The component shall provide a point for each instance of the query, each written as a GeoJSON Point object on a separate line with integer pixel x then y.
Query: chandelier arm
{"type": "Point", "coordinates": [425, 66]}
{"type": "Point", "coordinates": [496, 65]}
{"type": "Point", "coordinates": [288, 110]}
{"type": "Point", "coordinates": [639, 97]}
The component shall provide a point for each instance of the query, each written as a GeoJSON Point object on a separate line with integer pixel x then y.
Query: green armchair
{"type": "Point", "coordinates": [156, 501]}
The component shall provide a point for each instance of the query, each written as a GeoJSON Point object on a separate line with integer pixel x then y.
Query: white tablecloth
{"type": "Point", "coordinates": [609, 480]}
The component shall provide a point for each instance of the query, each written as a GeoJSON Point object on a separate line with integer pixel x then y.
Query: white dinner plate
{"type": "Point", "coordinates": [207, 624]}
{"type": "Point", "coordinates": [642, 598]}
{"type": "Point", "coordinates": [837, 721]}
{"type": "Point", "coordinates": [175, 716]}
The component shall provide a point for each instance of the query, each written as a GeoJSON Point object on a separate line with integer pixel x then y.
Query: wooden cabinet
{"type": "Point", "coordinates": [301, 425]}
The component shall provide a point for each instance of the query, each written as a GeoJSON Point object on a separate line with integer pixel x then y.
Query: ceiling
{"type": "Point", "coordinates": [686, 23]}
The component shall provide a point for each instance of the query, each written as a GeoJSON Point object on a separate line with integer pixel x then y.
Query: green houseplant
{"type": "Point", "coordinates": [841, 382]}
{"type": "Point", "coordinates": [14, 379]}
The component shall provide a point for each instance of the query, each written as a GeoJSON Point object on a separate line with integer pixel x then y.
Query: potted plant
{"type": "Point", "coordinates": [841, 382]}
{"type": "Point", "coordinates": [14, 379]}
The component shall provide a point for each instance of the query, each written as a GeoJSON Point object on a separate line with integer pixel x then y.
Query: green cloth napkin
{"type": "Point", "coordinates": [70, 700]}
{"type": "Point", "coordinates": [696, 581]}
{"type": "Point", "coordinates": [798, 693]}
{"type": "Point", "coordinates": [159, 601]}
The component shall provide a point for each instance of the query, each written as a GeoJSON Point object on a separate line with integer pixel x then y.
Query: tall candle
########################################
▶ [WHAT THE EXERCISE ASKS]
The only acceptable answer is the full set of entries, repeated exactly.

▶ [RESPONSE BELOW]
The component shall provide a point for each instance of the query, each written as a GeoJSON Point object on a separate line with integer pixel x then y.
Query: chandelier arm
{"type": "Point", "coordinates": [425, 66]}
{"type": "Point", "coordinates": [496, 65]}
{"type": "Point", "coordinates": [288, 110]}
{"type": "Point", "coordinates": [639, 97]}
The component shall provide a point for each instance of the query, each written as a GeoJSON Point object on a separate line with integer pixel x then y.
Query: green armchair
{"type": "Point", "coordinates": [156, 501]}
The component shall provide a point for each instance of the query, each written as a GeoJSON Point object on a separate line with integer pixel x then y.
Query: white tablecloth
{"type": "Point", "coordinates": [609, 480]}
The component shall provide a point for each instance of the query, each written as a GeoJSON Point object on a separate line with integer pixel x then y.
Query: white dinner plate
{"type": "Point", "coordinates": [207, 624]}
{"type": "Point", "coordinates": [642, 598]}
{"type": "Point", "coordinates": [837, 721]}
{"type": "Point", "coordinates": [175, 716]}
The component shall provide a point for each instance of the query, each written as a GeoJSON Point object on a separate line with integer pixel x then y.
Query: wooden cabinet
{"type": "Point", "coordinates": [301, 425]}
The component shall provide a point for each instance of the query, each written as a GeoJSON Point object on a separate line with integer pixel x then y.
Query: ceiling
{"type": "Point", "coordinates": [686, 23]}
The component shall provide a point for each instance of the query, each written as a GeoJSON Point object on a separate line with integer pixel x then y.
Query: green houseplant
{"type": "Point", "coordinates": [841, 382]}
{"type": "Point", "coordinates": [14, 379]}
The component shall provide a point for each instance of the query, each written as a GeoJSON Point object on a separate line with integer pixel x then y.
Query: potted plant
{"type": "Point", "coordinates": [841, 382]}
{"type": "Point", "coordinates": [14, 379]}
The component shall provide a point for each instance of the query, each written as a GeoJSON Point object on a separate line with integer pixel x then y.
Query: green cloth napkin
{"type": "Point", "coordinates": [70, 700]}
{"type": "Point", "coordinates": [696, 581]}
{"type": "Point", "coordinates": [798, 693]}
{"type": "Point", "coordinates": [159, 601]}
The component shall provide a point for each instance of the query, each written as a GeoJSON Point object on a separate line with integer pixel x then y.
Query: tall candle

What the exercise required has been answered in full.